*GOAL OF THE EXERCISE*: Among the records that follow, find each line holding the word "instance" and copy it.

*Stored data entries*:

/---

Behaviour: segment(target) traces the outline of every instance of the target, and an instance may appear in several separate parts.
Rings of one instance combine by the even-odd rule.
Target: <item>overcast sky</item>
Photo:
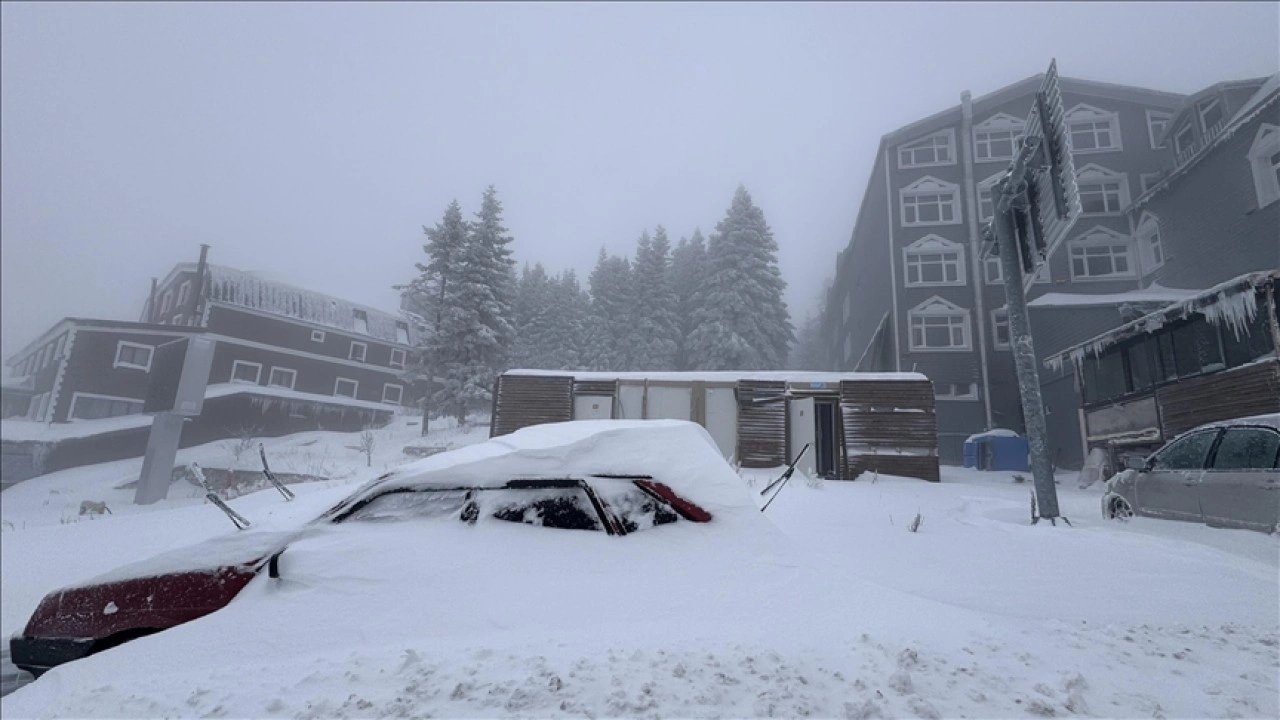
[[[1280,71],[1280,4],[4,3],[7,359],[136,320],[194,261],[394,309],[422,225],[493,183],[521,261],[773,227],[797,321],[879,138],[1042,72],[1190,93]]]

\---

*TASK RESPONSE*:
Behaviour: segment(target) traces the outline of every instance of the target, and an instance may appear in several separate parts.
Rings of one instance combine by the even-odd rule.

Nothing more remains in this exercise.